• _What you have to do_
Please turn the stretch of the records from their start through the line containing "POLYGON ((189 145, 202" into a numbered list, leaving out any blank lines.

• _Record extracts_
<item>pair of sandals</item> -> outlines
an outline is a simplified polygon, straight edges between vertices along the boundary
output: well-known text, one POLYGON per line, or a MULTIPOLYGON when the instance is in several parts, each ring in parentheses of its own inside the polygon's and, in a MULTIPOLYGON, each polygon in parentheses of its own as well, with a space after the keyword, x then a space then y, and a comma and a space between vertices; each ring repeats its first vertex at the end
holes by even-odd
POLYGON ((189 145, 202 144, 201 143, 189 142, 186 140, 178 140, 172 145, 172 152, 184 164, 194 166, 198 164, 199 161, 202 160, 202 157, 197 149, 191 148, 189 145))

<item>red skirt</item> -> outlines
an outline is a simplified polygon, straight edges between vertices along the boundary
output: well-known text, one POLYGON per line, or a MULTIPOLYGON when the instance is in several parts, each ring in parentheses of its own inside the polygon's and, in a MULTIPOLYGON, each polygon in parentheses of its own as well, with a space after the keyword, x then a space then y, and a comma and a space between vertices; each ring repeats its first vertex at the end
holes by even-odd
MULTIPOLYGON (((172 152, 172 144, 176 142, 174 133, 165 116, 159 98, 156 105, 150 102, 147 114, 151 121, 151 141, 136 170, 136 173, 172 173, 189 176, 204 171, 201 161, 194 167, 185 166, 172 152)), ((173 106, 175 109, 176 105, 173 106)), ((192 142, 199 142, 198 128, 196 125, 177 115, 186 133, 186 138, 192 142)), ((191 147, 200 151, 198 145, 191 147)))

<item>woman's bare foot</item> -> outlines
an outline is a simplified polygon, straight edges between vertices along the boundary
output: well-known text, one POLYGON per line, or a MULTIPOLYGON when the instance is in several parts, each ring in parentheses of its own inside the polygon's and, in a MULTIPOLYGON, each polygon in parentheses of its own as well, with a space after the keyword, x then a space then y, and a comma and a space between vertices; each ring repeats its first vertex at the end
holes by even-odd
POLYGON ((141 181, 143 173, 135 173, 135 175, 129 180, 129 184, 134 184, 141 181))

• _Answer for this exercise_
1. <item>pair of sandals</item> -> outlines
2. an outline is a simplified polygon, straight edges between vertices along the boundary
3. output: well-known text, one POLYGON per line, or a MULTIPOLYGON when the instance is in several parts, each ring in parentheses of its own inside the polygon's and, in a MULTIPOLYGON, each polygon in parentheses of its own as well, with a space after the keyword, x then a space then y, and a comma and a space between vertices; each ring repeats its first vertex at the end
4. holes by even-odd
5. POLYGON ((189 145, 202 144, 201 143, 189 142, 186 140, 178 140, 172 145, 172 152, 184 164, 194 166, 198 164, 199 161, 202 160, 202 157, 197 149, 191 148, 189 145))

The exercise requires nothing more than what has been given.